>> begin Source text

Counting unique characters in string given by user C programming

Question

Write a program that prompts the user to enter a string and prints the goodness of the string. The goodness of a string in general, is calculated in the following way: If the string contains any letters except for 0 or 1, then its goodness is 0. Otherwise, its goodness is the number of 1's in the string.

int numZeros, numOnes, i;
char sent[50];
i = 0;


printf("Enter a string with no spaces: ");
scanf(" %s", sent);

for(i=0; i != '\0'; ++i){
    if(sent[i] == '0'){
        ++numZeros;
    }
    else if(sent[i] != '\0'){
        ++numOnes;
    }
}


if((numOnes == 0) && (numZeros == 0)){
    printf("\nGoodness of the input is 0\n");
}
else if((numZeros > 0) && (numOnes == 0)){
    printf("\nGoodness of the input is 0\n");
}
else{
    printf("\nGoodness of the input is %d\n", numOnes);
}

return 0;

Could someone please explain why in the last else statement, when i call and try to display the value of variable "numOnes" i will get some obsure number, even if I input a specific number of 1's into a sentence?

>> end Source text
>> begin Record excerpts

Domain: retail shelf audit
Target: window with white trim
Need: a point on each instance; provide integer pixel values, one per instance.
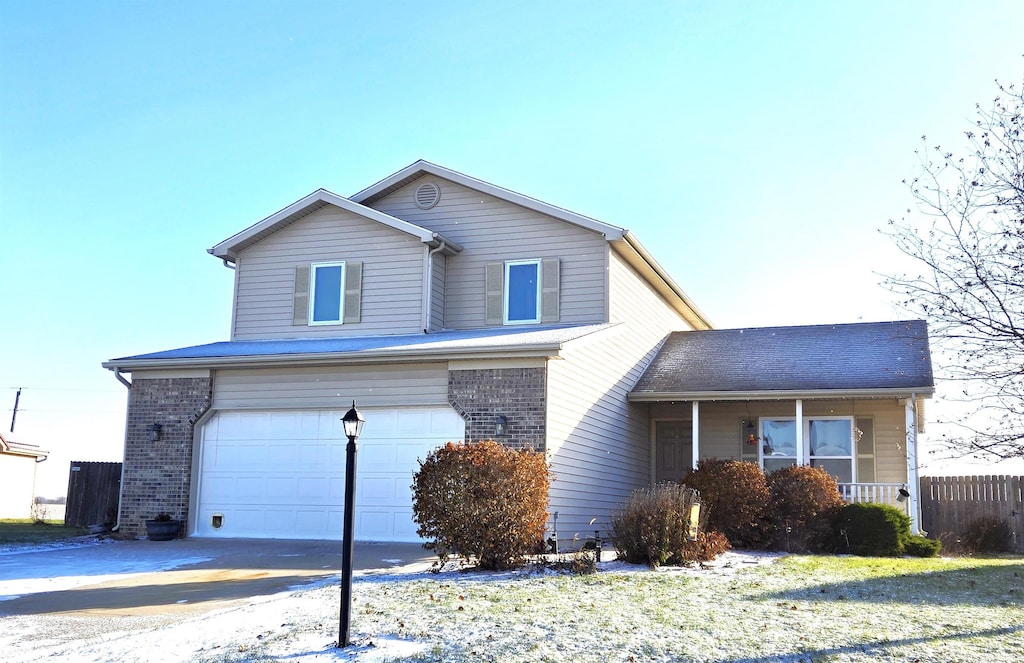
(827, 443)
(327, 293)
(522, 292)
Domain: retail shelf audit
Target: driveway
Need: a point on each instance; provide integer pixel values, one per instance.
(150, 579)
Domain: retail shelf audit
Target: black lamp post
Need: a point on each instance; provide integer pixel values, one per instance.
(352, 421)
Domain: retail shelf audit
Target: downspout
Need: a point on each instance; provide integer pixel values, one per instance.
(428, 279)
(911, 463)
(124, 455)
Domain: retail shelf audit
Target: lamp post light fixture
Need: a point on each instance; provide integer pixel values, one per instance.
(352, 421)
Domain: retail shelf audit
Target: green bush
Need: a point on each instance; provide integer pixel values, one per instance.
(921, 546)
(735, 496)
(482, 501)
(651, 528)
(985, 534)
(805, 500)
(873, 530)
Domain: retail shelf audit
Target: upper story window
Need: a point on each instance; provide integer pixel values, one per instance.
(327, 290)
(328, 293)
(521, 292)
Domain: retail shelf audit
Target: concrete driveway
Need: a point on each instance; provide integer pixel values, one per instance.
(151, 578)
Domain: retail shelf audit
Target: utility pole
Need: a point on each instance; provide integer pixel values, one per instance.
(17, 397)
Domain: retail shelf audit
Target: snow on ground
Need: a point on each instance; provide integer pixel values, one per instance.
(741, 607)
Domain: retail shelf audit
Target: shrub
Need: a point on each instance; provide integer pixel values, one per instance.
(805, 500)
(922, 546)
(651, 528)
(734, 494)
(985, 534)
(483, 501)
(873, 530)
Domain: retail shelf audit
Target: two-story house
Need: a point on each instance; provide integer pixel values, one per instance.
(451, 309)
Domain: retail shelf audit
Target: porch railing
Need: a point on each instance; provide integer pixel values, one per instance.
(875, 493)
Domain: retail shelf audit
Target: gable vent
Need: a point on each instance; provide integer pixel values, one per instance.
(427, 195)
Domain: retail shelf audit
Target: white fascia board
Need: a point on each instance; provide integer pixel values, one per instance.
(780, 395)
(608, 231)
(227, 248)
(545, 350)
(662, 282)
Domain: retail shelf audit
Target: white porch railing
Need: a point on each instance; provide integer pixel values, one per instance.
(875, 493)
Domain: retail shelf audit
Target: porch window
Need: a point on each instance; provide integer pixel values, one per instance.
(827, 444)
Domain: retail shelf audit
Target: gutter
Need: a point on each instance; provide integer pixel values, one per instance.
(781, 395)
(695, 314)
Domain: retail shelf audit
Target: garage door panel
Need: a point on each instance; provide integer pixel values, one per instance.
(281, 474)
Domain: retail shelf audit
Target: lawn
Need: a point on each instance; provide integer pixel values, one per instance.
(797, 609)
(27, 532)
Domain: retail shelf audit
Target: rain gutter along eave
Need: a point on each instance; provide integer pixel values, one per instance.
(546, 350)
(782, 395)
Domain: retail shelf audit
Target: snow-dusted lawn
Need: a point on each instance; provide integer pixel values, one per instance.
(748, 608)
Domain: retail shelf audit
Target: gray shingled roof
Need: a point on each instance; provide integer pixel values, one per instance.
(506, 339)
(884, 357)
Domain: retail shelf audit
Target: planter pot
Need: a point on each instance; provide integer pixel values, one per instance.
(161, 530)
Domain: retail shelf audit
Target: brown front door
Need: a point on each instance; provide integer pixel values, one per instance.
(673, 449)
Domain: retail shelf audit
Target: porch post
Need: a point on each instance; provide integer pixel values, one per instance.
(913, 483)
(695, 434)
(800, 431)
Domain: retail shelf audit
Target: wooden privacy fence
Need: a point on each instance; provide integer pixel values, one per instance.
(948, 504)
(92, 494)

>> end Record excerpts
>> begin Record excerpts

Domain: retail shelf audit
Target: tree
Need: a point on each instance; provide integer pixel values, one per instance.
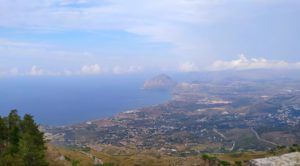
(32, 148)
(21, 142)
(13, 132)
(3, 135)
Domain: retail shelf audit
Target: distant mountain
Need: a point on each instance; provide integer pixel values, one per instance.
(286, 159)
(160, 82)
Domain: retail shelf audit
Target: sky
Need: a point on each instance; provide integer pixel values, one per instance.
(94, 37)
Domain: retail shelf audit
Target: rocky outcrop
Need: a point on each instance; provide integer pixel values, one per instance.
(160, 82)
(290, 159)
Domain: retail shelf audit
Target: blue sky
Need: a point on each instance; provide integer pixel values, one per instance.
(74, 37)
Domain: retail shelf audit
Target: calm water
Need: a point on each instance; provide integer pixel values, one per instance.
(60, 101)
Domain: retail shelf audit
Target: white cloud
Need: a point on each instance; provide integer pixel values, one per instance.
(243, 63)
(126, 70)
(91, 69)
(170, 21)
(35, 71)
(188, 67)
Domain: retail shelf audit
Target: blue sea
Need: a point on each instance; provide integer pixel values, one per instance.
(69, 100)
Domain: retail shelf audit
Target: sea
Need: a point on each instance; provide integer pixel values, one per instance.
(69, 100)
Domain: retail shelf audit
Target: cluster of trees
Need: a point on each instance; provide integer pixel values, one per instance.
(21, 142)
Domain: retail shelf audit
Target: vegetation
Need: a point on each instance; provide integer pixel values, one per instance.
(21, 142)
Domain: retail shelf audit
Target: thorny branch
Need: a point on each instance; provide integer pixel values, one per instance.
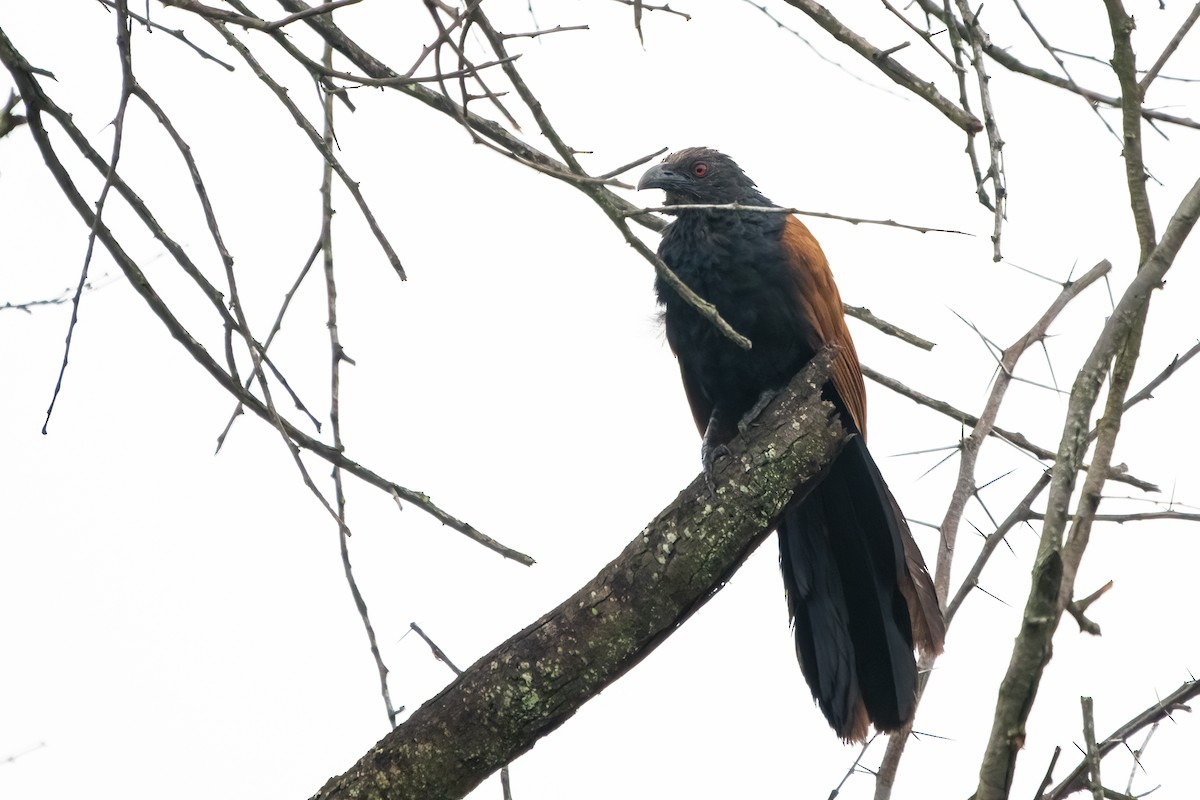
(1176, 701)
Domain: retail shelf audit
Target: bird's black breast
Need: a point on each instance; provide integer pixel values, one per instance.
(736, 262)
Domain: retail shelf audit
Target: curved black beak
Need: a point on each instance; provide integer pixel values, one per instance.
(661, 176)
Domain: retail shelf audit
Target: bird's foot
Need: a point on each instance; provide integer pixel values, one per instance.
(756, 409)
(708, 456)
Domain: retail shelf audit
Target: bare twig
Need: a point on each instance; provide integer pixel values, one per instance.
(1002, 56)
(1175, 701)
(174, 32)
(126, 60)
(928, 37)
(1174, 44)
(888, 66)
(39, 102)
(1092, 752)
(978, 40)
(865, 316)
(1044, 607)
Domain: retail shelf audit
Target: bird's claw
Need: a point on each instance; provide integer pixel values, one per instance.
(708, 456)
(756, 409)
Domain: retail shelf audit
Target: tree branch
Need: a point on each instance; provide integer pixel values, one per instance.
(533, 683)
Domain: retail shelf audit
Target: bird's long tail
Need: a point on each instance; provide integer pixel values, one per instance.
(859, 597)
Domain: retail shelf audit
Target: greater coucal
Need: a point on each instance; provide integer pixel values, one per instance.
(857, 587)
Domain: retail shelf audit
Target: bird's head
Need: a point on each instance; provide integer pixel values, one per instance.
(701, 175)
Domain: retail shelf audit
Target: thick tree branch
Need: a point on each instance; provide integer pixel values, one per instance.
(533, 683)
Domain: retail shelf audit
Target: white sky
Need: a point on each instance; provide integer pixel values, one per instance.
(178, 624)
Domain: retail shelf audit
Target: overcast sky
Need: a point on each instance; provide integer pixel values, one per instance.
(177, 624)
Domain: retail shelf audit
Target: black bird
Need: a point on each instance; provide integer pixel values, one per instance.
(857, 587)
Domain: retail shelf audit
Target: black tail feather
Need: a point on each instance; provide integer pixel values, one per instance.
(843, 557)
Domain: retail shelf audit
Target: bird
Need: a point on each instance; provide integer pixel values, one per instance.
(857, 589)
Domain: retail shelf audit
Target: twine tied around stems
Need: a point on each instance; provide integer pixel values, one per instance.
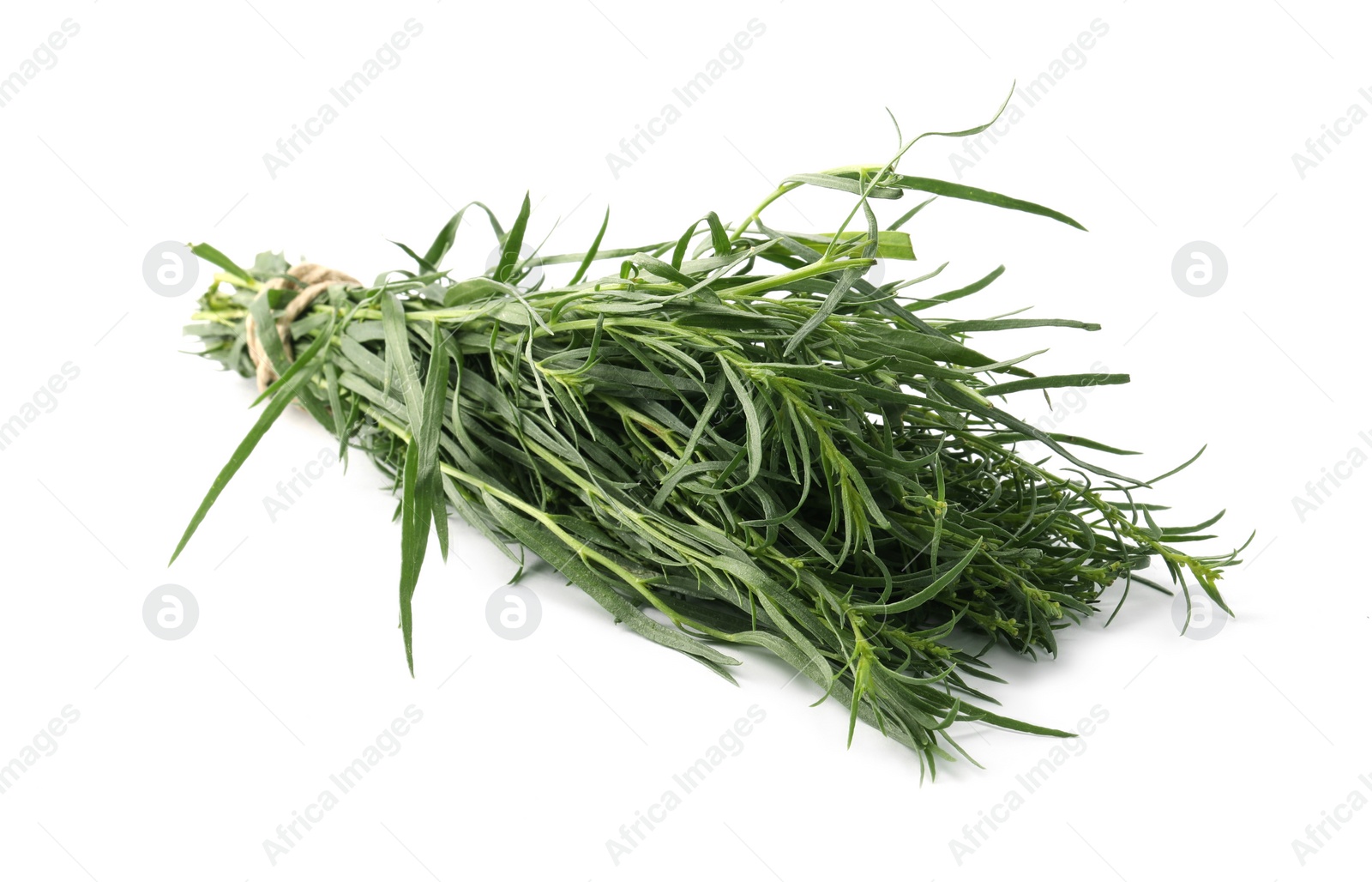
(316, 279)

>> end Record excerpts
>> begin Record excerpts

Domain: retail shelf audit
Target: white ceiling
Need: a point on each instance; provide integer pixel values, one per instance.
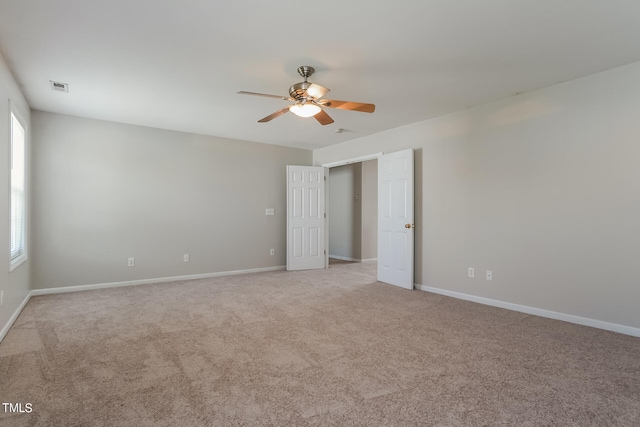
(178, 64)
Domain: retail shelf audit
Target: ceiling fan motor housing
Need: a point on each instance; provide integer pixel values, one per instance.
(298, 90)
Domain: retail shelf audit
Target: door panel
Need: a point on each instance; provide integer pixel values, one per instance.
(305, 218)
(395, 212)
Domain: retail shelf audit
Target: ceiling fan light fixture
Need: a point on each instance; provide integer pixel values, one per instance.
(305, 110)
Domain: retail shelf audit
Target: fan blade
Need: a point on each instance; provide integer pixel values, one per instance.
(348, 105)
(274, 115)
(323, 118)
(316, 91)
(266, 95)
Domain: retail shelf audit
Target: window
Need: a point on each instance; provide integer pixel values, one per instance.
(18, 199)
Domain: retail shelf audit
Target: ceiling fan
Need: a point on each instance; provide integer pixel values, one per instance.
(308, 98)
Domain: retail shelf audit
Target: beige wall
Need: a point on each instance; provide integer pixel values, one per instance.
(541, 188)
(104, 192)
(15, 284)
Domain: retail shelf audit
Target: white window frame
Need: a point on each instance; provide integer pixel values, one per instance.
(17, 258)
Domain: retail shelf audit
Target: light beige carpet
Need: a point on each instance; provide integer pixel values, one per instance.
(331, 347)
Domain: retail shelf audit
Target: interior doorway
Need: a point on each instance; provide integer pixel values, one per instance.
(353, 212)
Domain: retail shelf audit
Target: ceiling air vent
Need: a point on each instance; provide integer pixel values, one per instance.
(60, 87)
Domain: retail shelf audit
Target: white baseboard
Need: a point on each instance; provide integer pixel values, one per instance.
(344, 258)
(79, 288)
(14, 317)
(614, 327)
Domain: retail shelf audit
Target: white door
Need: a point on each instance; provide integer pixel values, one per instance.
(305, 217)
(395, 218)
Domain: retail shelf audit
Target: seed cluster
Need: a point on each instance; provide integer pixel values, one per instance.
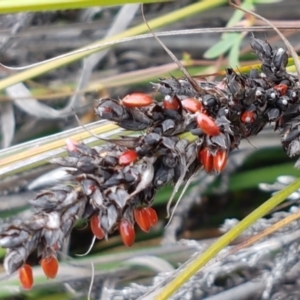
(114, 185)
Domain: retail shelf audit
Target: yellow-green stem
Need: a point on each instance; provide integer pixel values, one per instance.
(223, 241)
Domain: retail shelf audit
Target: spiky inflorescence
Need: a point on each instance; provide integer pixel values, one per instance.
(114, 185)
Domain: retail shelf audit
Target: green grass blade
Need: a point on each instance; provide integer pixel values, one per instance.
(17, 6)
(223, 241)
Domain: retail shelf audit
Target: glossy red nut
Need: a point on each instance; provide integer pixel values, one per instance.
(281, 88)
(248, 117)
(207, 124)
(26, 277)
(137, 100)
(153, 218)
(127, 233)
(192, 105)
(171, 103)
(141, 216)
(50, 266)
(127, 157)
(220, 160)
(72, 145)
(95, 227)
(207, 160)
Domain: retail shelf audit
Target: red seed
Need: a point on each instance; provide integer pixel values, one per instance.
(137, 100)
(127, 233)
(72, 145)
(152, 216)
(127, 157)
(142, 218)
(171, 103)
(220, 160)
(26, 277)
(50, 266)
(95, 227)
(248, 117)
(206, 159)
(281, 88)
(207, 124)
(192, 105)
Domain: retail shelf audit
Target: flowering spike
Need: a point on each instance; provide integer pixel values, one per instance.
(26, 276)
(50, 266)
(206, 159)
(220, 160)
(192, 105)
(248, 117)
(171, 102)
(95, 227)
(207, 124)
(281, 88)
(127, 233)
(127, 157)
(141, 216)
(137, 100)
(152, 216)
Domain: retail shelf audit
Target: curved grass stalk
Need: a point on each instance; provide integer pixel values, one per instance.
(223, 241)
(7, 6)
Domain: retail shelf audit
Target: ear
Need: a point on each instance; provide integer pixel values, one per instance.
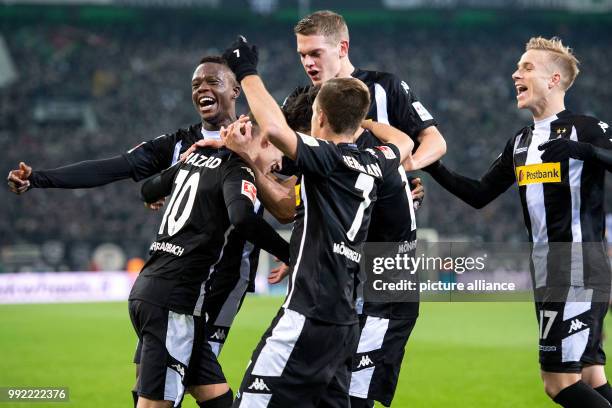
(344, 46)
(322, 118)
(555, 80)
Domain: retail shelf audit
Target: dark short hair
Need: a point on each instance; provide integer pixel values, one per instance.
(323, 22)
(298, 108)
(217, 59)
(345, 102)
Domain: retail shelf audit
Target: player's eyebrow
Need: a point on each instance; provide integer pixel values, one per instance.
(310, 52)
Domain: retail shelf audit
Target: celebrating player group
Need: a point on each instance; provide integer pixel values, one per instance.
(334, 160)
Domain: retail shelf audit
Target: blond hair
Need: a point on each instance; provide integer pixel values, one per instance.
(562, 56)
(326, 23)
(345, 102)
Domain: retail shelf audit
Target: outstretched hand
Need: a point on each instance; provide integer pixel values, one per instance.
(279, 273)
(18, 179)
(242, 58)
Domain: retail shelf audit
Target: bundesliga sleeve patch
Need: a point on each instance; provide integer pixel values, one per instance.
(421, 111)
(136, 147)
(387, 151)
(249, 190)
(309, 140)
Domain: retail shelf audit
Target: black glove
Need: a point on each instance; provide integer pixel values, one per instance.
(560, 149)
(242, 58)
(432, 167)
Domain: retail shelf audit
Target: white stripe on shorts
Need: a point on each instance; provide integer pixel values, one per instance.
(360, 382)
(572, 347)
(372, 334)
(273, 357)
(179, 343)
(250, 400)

>> end Record excerpts

_Written problem 1_
Reproduce the stretch of the C programming thread from "Counting unique characters" through "in the string.".
_Written problem 2_
Count the lines of the records that contain the string "hair", treating uppercase and lowercase as different, and give only the number.

_Right answer 1_
Counting unique characters in string given by user C programming

Question

Write a program that prompts the user to enter a string and prints the goodness of the string. The goodness of a string in general, is calculated in the following way: If the string contains any letters except for 0 or 1, then its goodness is 0. Otherwise, its goodness is the number of 1's in the string.

_Right answer 2_
2